• **Text excerpt**:
*** Block opens ***
Miller says the Park Board’s goal is to improve “our ability to really be effective in making sure that we are serving not only the African American community, but the Hmong community, the Latino community, and the Somali community; putting things in multiple languages and looking at our policies — are there things that might actually make it more difficult for people who want to access our services and programs? — and making sure that we are serving them in the way they want to be served.”

Erwin adds that changes at the Park Board were well overdue. “There were cultural issues that we had some concerns [about] within the organization, and we thought we needed to look into it,” says the board president.


Concerned employees ‘Stand Firm’

Joey Lash and Cynthia Wilson and were among the individuals who have met with Miller.

Cynthia Wilson
Photo by Charles Hallman

“[The meeting] was good because I got an opportunity to ask some questions and get some response,” said Lash, a former Minneapolis Park Board police officer who was fired on charges of theft of public funds in 2006. In 2008 he was found innocent of the charges in a court of law. “I felt I was vindicated,” Lash said of this ruling, but he has been fighting to get his job back ever since.

Wilson, a 24-year MPRB employee, including 13 years as a district supervisor “and part of the management team,” said she was dismissed in January 2011 for misconduct but later rehired in July 2011 after a civil service board ruled that she was wrongly dismissed.
*** Block closes ***
• **Excerpted data**:
*** Block opens ***
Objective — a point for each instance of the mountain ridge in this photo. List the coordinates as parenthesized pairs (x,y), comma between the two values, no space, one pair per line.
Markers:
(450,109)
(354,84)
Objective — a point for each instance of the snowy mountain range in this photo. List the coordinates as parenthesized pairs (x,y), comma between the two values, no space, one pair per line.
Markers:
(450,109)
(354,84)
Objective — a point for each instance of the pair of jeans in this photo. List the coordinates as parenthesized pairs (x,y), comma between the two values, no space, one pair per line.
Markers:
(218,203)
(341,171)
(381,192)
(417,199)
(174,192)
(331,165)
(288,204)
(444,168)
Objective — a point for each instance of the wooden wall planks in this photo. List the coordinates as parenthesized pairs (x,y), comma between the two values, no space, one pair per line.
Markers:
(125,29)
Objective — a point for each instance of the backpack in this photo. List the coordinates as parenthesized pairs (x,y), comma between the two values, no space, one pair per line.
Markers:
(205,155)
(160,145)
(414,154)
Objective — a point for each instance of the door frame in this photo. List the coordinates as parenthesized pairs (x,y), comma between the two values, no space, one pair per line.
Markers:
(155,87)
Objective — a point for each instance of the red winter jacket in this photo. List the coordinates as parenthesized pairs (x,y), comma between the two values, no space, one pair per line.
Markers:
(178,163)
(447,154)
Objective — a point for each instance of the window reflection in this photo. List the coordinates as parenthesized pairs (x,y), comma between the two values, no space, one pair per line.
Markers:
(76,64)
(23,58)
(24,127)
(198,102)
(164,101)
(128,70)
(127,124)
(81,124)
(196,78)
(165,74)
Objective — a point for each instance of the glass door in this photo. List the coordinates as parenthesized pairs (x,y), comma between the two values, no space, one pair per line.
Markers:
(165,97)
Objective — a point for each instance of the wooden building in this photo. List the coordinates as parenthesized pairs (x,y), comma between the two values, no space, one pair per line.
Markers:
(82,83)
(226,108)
*** Block closes ***
• **Using the information**:
[A] In the Park Board article, in what year was Joey Lash found innocent of the theft charges?
[B] Carry on the Park Board article from its last sentence, keeping its voice and subject.
The listing comes from a separate source and has nothing to do with the article about the Minneapolis Park Board.

• **Answers to the problems**:
[A] 2008

[B]
Now an MPRB Community Service Area (CSA) lead, Wilson said that several longtime Black Park Board employees began contacting her shortly after she returned last summer. “I didn’t seek out these individuals — they came to me and shared stories of unfair treatment” on their jobs.

Several of these concerned employees, including some former MPRB employees, then began meeting regularly after contacting the NAACP last fall. They now call themselves “Stand Firm,” which according to Wilson, who serves as group spokesperson, functions as an informal “union.”

“We had to form our own union to create a sense of safety, comfort and support in the workplace, because many members of the group could not find resolve from the [official union, Minneapolis Professional Employees Association] or the HR [human resources] Department or with management,” Wilson says.

“The people that were treated unfairly probably feel like we are not moving fast enough,” Miller surmises, “but I think we are at where we should be. It’s not going to happen overnight. Do I wish it would be faster? Yes, but we are making the appropriate progress we need to make.

“I think things are better, but we have a lot of things to work through… It is not going to happen overnight or in a couple of years. It will take a long time and a concerted effort to really change how this organization operates.”

The Stand Firm group maintains that other than firing former MPRB human relations head Karen Robinson this past spring, they haven’t noticed any meaningful organizational change. They also claim that “an aura of fear” continues to exist at the Park Board.

Hodges says, “Obviously some people aren’t 100 percent happy with everything, and that is understandable,” but he sees progress at the Park Board. “I can honestly say that I think a person of color coming and applying for a job will have a fair shot in getting that job. A year ago that probably wouldn’t have been the case.”

Miller believes that through ongoing outreach efforts, including the creation of a Community Outreach Department, there are now “touch-points in the community” that will advise the MPRB on concerns “and deal with them when they come up. Things will continue to happen, and there will be issues, but having those relationships so that people can come to me, that is the value for me of being in the community.”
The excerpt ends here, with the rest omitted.